[Opening SOURCE DOCUMENT section]
High Flying Rentals runs out of Phoenix with a fleet that covers the full range — from everyday people-movers to C8 Corvettes, G-Wagons, and Porsches — and Alex is now moving into travel trailers, with 10 right now and more on the way.
The challenge
Getting from one car to 75 isn't a straight line, and the challenges don't simplify with scale. The biggest one Alex keeps running into is market exposure: in Phoenix, 90–95% of his customers are travelers. When travel slows, his business feels it. Gas prices, economic headwinds, seasonal dips — they all land directly on his bottom line.

The other challenge is standing out. Travelers can book a car from a dozen places. Why choose a local operator over one of the major chains?
What sets High Flying apart
Alex's answer is pretty direct: the car you book is the car you get.
At the big chains — he won't name them, but you know the ones — you can reserve an SUV for a family road trip, show up at the counter, and drive away in something completely different because that's what they have. High Flying doesn't work that way. If you booked a G-Wagon, you're getting the G-Wagon.
“He's doing something the auto rental category rarely bothers with: treating it like a hospitality business.”
The RV world has always leaned into the experience side of things, but car rental has mostly kept itself in the "pure transportation" box. Alex sees that as an opening, especially for higher-end vehicles and adventure itineraries.

A recent example stuck with him: a couple flew in from England, picked up a G-Wagon in Phoenix, wound through the Grand Canyon, Arches, and a few national parks, and dropped it off in Vegas. His team drove the G-Wagon back from Vegas. That's not a rental transaction, that's a vacation.
Why Ride
Alex got onto Ride before the demand fully caught up with the supply in his market. He knows that. He'll say it himself.
“This is like first mover advantage. I want to get in there because I want to have tenure on Ride. I want to be one of the first movers.”
He's not there for the short-term numbers. He's watching where Outdoorsy is heading — the roadmap, the autonomous vehicle direction, the way the company actually loops operators into its thinking. In a space where most platforms treat operators as interchangeable, that matters to him. He's playing a longer game.

What's next
Alex is getting into travel trailers, learning from operators who've been doing RV rentals for years and pulling those lessons back into how he runs his auto fleet. He's also leaning hard into EVs — he and his wife both drive them, and several rentals in his fleet are electric in areas where Phoenix's charging infrastructure supports it.
The goal isn't just more vehicles. It's to already be there — established, tenured — when the next wave of demand arrives.
[Closing SOURCE DOCUMENT section]
[Opening MATERIAL PROVIDED section]
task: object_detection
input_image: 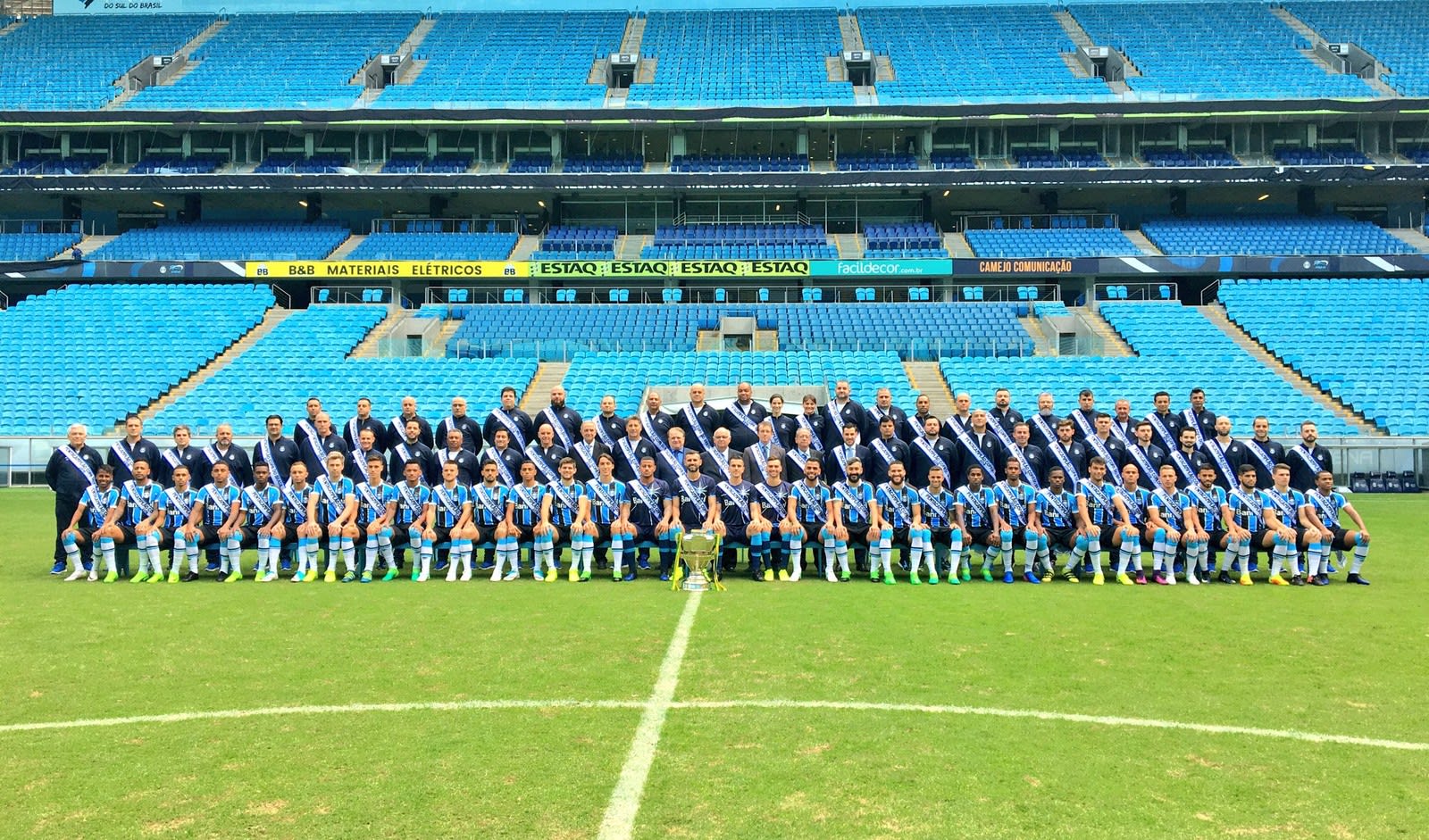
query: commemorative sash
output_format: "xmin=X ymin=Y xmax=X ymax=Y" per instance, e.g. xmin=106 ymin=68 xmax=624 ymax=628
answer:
xmin=472 ymin=481 xmax=505 ymax=521
xmin=1181 ymin=409 xmax=1206 ymax=445
xmin=957 ymin=428 xmax=998 ymax=478
xmin=833 ymin=481 xmax=869 ymax=521
xmin=572 ymin=439 xmax=600 ymax=478
xmin=540 ymin=405 xmax=570 ymax=450
xmin=679 ymin=473 xmax=710 ymax=520
xmin=1205 ymin=438 xmax=1236 ymax=485
xmin=684 ymin=403 xmax=714 ymax=452
xmin=793 ymin=481 xmax=829 ymax=521
xmin=497 ymin=409 xmax=526 ymax=450
xmin=881 ymin=481 xmax=913 ymax=528
xmin=526 ymin=443 xmax=560 ymax=485
xmin=798 ymin=414 xmax=823 ymax=452
xmin=719 ymin=481 xmax=750 ymax=521
xmin=998 ymin=481 xmax=1027 ymax=528
xmin=1040 ymin=487 xmax=1074 ymax=526
xmin=917 ymin=487 xmax=948 ymax=523
xmin=1152 ymin=487 xmax=1182 ymax=530
xmin=1246 ymin=438 xmax=1280 ymax=474
xmin=60 ymin=445 xmax=98 ymax=487
xmin=913 ymin=435 xmax=953 ymax=478
xmin=109 ymin=440 xmax=134 ymax=476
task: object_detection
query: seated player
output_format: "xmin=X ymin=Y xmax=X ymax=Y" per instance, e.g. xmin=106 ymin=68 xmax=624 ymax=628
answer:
xmin=238 ymin=462 xmax=283 ymax=583
xmin=305 ymin=452 xmax=357 ymax=583
xmin=60 ymin=464 xmax=119 ymax=583
xmin=948 ymin=464 xmax=1003 ymax=581
xmin=354 ymin=451 xmax=397 ymax=583
xmin=1306 ymin=470 xmax=1369 ymax=586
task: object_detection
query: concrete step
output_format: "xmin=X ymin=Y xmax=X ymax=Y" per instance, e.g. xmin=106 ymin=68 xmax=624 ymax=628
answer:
xmin=347 ymin=305 xmax=409 ymax=359
xmin=1389 ymin=227 xmax=1429 ymax=254
xmin=1072 ymin=305 xmax=1136 ymax=355
xmin=898 ymin=362 xmax=955 ymax=417
xmin=324 ymin=234 xmax=367 ymax=260
xmin=517 ymin=362 xmax=570 ymax=414
xmin=1196 ymin=304 xmax=1386 ymax=436
xmin=943 ymin=231 xmax=977 ymax=260
xmin=1122 ymin=230 xmax=1160 ymax=255
xmin=1052 ymin=9 xmax=1095 ymax=47
xmin=131 ymin=307 xmax=293 ymax=425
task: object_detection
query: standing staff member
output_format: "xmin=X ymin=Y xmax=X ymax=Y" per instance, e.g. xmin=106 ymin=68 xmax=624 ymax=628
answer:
xmin=45 ymin=423 xmax=104 ymax=574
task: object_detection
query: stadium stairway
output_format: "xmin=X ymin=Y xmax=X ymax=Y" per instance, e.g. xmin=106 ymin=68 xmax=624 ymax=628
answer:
xmin=516 ymin=362 xmax=570 ymax=414
xmin=130 ymin=305 xmax=293 ymax=436
xmin=898 ymin=362 xmax=956 ymax=417
xmin=324 ymin=234 xmax=367 ymax=260
xmin=1122 ymin=230 xmax=1160 ymax=255
xmin=1070 ymin=305 xmax=1136 ymax=355
xmin=1384 ymin=227 xmax=1429 ymax=254
xmin=1196 ymin=303 xmax=1386 ymax=437
xmin=347 ymin=305 xmax=409 ymax=359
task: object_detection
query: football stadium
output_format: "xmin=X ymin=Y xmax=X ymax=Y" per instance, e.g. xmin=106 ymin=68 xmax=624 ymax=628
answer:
xmin=0 ymin=0 xmax=1429 ymax=840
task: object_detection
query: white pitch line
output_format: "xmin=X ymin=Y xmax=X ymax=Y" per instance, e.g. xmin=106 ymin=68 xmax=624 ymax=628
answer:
xmin=598 ymin=592 xmax=702 ymax=840
xmin=0 ymin=700 xmax=646 ymax=735
xmin=670 ymin=700 xmax=1429 ymax=752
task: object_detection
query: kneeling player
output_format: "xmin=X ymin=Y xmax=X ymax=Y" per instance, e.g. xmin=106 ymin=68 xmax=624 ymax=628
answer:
xmin=1306 ymin=470 xmax=1369 ymax=586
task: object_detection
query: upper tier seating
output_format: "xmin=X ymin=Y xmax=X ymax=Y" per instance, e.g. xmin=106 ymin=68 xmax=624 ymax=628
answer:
xmin=88 ymin=221 xmax=350 ymax=262
xmin=1070 ymin=2 xmax=1375 ymax=98
xmin=940 ymin=303 xmax=1356 ymax=438
xmin=562 ymin=352 xmax=913 ymax=417
xmin=1141 ymin=216 xmax=1415 ymax=255
xmin=445 ymin=303 xmax=1033 ymax=360
xmin=859 ymin=5 xmax=1112 ymax=104
xmin=0 ymin=14 xmax=213 ymax=112
xmin=0 ymin=233 xmax=83 ymax=262
xmin=0 ymin=284 xmax=273 ymax=437
xmin=345 ymin=231 xmax=519 ymax=260
xmin=123 ymin=12 xmax=422 ymax=110
xmin=1217 ymin=277 xmax=1429 ymax=435
xmin=373 ymin=10 xmax=623 ymax=109
xmin=863 ymin=221 xmax=948 ymax=259
xmin=1286 ymin=0 xmax=1429 ymax=96
xmin=963 ymin=227 xmax=1141 ymax=257
xmin=627 ymin=7 xmax=853 ymax=107
xmin=640 ymin=223 xmax=839 ymax=260
xmin=155 ymin=304 xmax=536 ymax=438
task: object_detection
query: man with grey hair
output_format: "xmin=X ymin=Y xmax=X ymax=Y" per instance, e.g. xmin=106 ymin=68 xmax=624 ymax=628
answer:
xmin=45 ymin=423 xmax=104 ymax=574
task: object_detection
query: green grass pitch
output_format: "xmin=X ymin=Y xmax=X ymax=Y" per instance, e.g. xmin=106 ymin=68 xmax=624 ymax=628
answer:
xmin=0 ymin=490 xmax=1429 ymax=840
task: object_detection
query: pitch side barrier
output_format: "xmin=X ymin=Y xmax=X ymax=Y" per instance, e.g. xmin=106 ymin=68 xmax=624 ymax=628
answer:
xmin=0 ymin=254 xmax=1429 ymax=283
xmin=0 ymin=437 xmax=1429 ymax=487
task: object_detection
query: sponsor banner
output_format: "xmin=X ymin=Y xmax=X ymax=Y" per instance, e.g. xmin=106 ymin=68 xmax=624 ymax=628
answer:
xmin=809 ymin=260 xmax=953 ymax=277
xmin=531 ymin=260 xmax=810 ymax=277
xmin=243 ymin=260 xmax=531 ymax=280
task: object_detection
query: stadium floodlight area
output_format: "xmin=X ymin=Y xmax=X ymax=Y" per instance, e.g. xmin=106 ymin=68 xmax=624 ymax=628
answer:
xmin=1284 ymin=0 xmax=1429 ymax=96
xmin=1069 ymin=3 xmax=1376 ymax=98
xmin=562 ymin=350 xmax=913 ymax=417
xmin=939 ymin=303 xmax=1359 ymax=437
xmin=124 ymin=12 xmax=422 ymax=110
xmin=0 ymin=284 xmax=273 ymax=435
xmin=626 ymin=7 xmax=855 ymax=107
xmin=1141 ymin=216 xmax=1415 ymax=255
xmin=373 ymin=12 xmax=627 ymax=109
xmin=90 ymin=221 xmax=352 ymax=260
xmin=1217 ymin=277 xmax=1429 ymax=435
xmin=153 ymin=304 xmax=536 ymax=436
xmin=0 ymin=14 xmax=214 ymax=112
xmin=343 ymin=231 xmax=520 ymax=260
xmin=857 ymin=5 xmax=1115 ymax=104
xmin=963 ymin=227 xmax=1141 ymax=257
[Closing MATERIAL PROVIDED section]
### [WHAT IS EXPECTED]
From the High Flying Rentals profile, print the passage that opens with the words containing "He's not there" and closes with "a longer game.". The listing plays no part in this work.

### [SOLUTION TO THE EXERCISE]
He's not there for the short-term numbers. He's watching where Outdoorsy is heading — the roadmap, the autonomous vehicle direction, the way the company actually loops operators into its thinking. In a space where most platforms treat operators as interchangeable, that matters to him. He's playing a longer game.